Set problem :: Repeat the whole listing exactly.

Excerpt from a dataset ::
-- Start --

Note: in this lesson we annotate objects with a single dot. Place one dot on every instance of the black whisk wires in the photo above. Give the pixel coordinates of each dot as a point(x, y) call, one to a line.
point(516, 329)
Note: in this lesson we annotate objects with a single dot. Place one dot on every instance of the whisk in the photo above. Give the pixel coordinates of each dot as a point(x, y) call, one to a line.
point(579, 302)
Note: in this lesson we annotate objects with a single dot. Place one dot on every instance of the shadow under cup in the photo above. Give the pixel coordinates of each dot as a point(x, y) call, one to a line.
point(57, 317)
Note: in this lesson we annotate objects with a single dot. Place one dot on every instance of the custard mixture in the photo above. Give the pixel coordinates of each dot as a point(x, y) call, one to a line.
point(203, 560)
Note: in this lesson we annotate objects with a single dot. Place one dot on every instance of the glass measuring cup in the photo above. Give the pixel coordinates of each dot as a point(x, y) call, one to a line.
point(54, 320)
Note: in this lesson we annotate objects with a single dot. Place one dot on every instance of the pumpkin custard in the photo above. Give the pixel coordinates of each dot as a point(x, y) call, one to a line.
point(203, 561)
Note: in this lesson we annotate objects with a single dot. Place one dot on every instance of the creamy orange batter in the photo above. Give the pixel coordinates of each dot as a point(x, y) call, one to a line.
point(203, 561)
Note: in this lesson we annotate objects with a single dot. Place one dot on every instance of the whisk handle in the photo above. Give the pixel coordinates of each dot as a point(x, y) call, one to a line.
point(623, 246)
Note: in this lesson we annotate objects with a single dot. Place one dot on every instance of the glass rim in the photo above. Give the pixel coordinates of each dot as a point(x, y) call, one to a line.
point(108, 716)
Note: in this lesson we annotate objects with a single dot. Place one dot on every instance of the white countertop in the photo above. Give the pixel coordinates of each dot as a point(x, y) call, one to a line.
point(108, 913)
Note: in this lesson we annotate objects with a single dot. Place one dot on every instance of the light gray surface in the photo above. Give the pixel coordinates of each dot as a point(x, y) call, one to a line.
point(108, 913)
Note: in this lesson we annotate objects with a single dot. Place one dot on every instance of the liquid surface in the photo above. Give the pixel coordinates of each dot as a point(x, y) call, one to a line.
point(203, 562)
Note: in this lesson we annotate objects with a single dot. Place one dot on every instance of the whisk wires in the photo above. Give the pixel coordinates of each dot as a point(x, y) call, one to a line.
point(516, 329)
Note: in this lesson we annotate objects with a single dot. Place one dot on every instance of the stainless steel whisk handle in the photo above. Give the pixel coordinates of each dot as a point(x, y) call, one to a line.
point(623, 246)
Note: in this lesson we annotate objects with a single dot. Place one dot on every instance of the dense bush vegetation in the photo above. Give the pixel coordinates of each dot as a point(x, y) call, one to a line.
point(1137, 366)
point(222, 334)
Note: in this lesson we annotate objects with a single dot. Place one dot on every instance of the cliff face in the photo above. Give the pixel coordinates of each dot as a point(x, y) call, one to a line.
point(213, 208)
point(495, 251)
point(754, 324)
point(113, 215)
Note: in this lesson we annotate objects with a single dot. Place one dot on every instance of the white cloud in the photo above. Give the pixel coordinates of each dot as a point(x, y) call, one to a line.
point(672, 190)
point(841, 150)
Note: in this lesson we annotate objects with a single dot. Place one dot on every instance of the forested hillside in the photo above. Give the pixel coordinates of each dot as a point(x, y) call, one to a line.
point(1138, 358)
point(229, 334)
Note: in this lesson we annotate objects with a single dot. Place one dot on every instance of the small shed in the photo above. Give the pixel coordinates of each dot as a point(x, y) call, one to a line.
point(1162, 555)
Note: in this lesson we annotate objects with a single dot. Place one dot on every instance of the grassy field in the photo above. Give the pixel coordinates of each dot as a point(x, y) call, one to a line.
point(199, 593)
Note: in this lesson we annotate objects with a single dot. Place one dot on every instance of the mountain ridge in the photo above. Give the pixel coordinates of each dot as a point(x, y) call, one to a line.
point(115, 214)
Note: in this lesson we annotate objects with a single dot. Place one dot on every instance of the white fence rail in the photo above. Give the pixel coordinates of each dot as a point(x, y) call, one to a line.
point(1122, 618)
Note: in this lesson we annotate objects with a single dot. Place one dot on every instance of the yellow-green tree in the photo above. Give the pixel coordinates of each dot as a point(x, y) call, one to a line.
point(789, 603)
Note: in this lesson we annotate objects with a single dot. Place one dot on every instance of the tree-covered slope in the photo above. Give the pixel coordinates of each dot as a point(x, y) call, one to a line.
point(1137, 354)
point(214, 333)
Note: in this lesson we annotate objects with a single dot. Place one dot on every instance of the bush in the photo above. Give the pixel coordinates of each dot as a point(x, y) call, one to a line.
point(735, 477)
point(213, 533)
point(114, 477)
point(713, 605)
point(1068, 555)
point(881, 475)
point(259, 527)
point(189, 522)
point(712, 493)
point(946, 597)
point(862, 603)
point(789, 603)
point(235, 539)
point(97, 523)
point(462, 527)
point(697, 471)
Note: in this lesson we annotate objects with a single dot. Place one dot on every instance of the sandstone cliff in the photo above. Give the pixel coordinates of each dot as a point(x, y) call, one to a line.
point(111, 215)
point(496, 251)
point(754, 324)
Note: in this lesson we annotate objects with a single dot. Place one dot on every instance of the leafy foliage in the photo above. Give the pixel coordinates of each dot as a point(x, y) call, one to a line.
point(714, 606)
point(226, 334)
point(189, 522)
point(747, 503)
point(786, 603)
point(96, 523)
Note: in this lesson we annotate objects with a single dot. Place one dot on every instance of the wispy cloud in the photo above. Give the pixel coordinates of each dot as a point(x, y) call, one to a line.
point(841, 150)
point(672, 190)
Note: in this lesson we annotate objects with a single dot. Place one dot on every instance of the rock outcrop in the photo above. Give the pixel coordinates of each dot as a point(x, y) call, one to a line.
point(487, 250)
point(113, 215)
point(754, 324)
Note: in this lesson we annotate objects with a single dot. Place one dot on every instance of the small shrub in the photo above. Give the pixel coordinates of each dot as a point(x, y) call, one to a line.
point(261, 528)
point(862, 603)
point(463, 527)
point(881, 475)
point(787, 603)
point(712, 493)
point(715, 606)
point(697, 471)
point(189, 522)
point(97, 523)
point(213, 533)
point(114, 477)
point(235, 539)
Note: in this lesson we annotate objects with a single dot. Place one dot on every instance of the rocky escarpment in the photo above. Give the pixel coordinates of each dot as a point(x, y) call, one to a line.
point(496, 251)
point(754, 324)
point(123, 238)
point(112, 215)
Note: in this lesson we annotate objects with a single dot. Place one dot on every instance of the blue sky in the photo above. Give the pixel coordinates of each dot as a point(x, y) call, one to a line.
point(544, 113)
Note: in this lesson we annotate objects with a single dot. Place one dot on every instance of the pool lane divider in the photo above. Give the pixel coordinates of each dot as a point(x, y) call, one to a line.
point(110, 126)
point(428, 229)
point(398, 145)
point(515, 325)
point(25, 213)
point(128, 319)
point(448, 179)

-- End --

Result below ::
Note: in this lesson we annotate objects with a single dot. Place one dot on every instance of the black whisk wires in the photo above. Give the pixel coordinates of each dot as a point(x, y) call, one to a line.
point(516, 329)
Note: in this lesson we annotate objects with a single dot. Place one dot on every instance of the whisk in the photo above. Give the pixel coordinates of each dot as a point(x, y) call, one to a line.
point(579, 302)
Note: in this lesson we annotate objects with a single dot. Place one dot on every instance of the shadow under cup in the photo above. Give the pixel coordinates of each dot as a point(x, y) call, one to a line.
point(57, 317)
Note: in this lesson we annotate objects with a single dot. Place one dot on every instance of the custard mixture in the photo above. Give the pixel coordinates of each dot as a point(x, y) call, one to a line.
point(203, 560)
Note: in this lesson we annotate objects with a single dot. Place one dot on every instance of the glass measuring cup in the photo above. Give the pixel coordinates of each dot as a point(x, y) call, one to a line.
point(54, 320)
Note: in this lesson we annotate objects with a single dot. Place one dot on every instance of the pumpkin custard in the photo above. Give the pixel coordinates of each dot as a point(x, y) call, one to a line.
point(203, 561)
Note: in this lesson we annotate objects with a single dot. Place one dot on every instance of the creamy orange batter in the photo above. Give the pixel coordinates of each dot as a point(x, y) call, one to a line.
point(203, 561)
Note: in this lesson we annotate objects with a single dot. Place one dot on every instance of the whisk handle in the photo above. Give the pixel coordinates of each dot as a point(x, y) call, one to a line.
point(623, 246)
Note: in this lesson we annotate objects with a single dot. Place one dot on every instance of the glass rim in the photo above. Give the pixel coordinates of each dot as a point(x, y) call, one to a line.
point(108, 716)
Note: in this lesson we annotate objects with a single dot. Place one dot on every instance of the white countertop in the photo above. Give the pixel coordinates of each dot as a point(x, y) call, one to a line.
point(108, 913)
Note: in this lesson we annotate objects with a single dot. Place one dot on every instance of the light gray surface in the photo above. Give the pixel coordinates of each dot as a point(x, y) call, one to a line.
point(108, 913)
Note: in this lesson we annotate objects with a single dot. Place one dot on every instance of the liquid surface in the photo above. Give the pixel coordinates of each dot as a point(x, y) call, one to a line.
point(203, 562)
Note: in this lesson we annotate objects with a single dot. Place one dot on every instance of the whisk wires in the photo above. Give the pixel coordinates of each dot as a point(x, y) call, one to a line.
point(516, 329)
Note: in this lesson we annotate objects with a single dot. Place one dot on every instance of the stainless steel whisk handle in the photo above. Give the pixel coordinates of each dot as a point(x, y) call, one to a line.
point(623, 246)
Note: in this lesson we annotate objects with a single dot. Place one dot on every instance of the dense bush vegetation in the photo above. Give the pixel coordinates of each dot as a point(x, y) call, one to a line.
point(1137, 366)
point(222, 334)
Note: in this lesson we annotate objects with a single dot. Place one dot on every instance of the cliff face in the photo above. Give the pixel coordinates of each dot as a point(x, y) call, one to a line.
point(213, 208)
point(495, 251)
point(754, 324)
point(113, 215)
Note: in this lesson we annotate objects with a single dot. Place one dot on every instance of the white cloud in the photo above. Give the pixel coordinates of each dot as a point(x, y) call, one to a line.
point(672, 190)
point(841, 150)
Note: in this lesson we annotate objects with a single dot. Place one dot on every instance of the forested hillside in the photo above. Give the pixel coordinates of each dot as a point(x, y) call, one to a line.
point(1138, 358)
point(229, 334)
Note: in this lesson we annotate objects with a single dot. Place one dot on every instance of the small shed in the photo above. Give the pixel coordinates of each dot as a point(x, y) call, one to a line.
point(1162, 555)
Note: in this lesson we annotate objects with a single dot. Place one dot on every instance of the grassy field in the photo above. Give the pixel coordinates of each dot as a point(x, y) call, one to a line.
point(199, 593)
Note: in this lesson we annotate objects with a single dot. Place one dot on every instance of the mountain ridge in the photo above. Give the pixel coordinates of each dot as a point(x, y) call, one to a line.
point(115, 214)
Note: in this lesson we annotate objects with a single dot. Place one dot on every instance of the white fence rail in the photo above. Give the pixel coordinates of each dot as a point(x, y) call, one to a line.
point(1122, 618)
Note: in this lesson we annotate objects with a single dot. Place one dot on every instance of the yellow-green tree in the photo above. Give the pixel coordinates of each dot as a point(x, y) call, one to a line.
point(789, 603)
Note: in this lesson we annotate objects with a single dot. Place one dot on every instance of the tree-covered slope in the photo above. Give the pixel coordinates of each dot as a point(x, y) call, one to a line.
point(1137, 354)
point(214, 333)
Note: in this lesson we annotate objects with a single dot. Place one dot on every instance of the bush in the photo above. Give the pixel coordinates of each dot as a point(x, y) call, one to a line.
point(735, 477)
point(213, 533)
point(114, 477)
point(713, 605)
point(1068, 555)
point(881, 475)
point(259, 527)
point(189, 522)
point(712, 493)
point(946, 597)
point(862, 603)
point(789, 603)
point(235, 539)
point(97, 523)
point(462, 527)
point(697, 471)
Note: in this lesson we annotate objects with a single dot. Place one dot on every instance of the sandstone cliff in the photo above. Give the pixel coordinates of each dot as a point(x, y) call, one to a line.
point(111, 215)
point(496, 251)
point(754, 324)
Note: in this lesson we annotate objects with a single dot. Place one dot on every instance of the leafy foliage in the photo above. Give the pixel coordinates of each dot as a point(x, y) call, one to a line.
point(714, 606)
point(226, 334)
point(189, 522)
point(747, 503)
point(786, 603)
point(96, 523)
Note: in this lesson we annotate objects with a single dot. Place one dot on every instance of the wispy cloud in the photo above. Give the pixel coordinates of each dot as a point(x, y) call, one to a line.
point(841, 150)
point(672, 190)
Note: in this lesson we annotate objects with a single dot. Place one dot on every instance of the rock outcrop in the photo above. Give the pixel coordinates of each dot as a point(x, y) call, one to a line.
point(487, 250)
point(113, 215)
point(754, 324)
Note: in this lesson we annotate objects with a single dot. Place one dot on every instance of the small shrub in the photo above. Give the pixel coordinates of each dot as a point(x, y) call, one to a line.
point(261, 528)
point(862, 603)
point(463, 527)
point(881, 475)
point(787, 603)
point(712, 493)
point(715, 606)
point(697, 471)
point(189, 522)
point(97, 523)
point(213, 533)
point(114, 477)
point(235, 539)
Note: in this lesson we annotate objects with a single dot. Place one dot on every instance of the rocky escarpment in the photo above. Give the pixel coordinates of each dot as a point(x, y) call, one to a line.
point(496, 251)
point(754, 324)
point(123, 238)
point(112, 215)
Note: in this lesson we annotate objects with a single dot. Place one dot on every instance of the blue sky in the photo above. Give the pixel coordinates of each dot as a point(x, y) call, one to a line.
point(544, 113)
Note: in this lesson we annotate objects with a single dot. Place one dot on every instance of the pool lane divider in the photo above. Give the pixel coordinates of each dot as a point(x, y) call, one to a line.
point(110, 126)
point(428, 229)
point(398, 145)
point(515, 325)
point(25, 213)
point(128, 319)
point(448, 179)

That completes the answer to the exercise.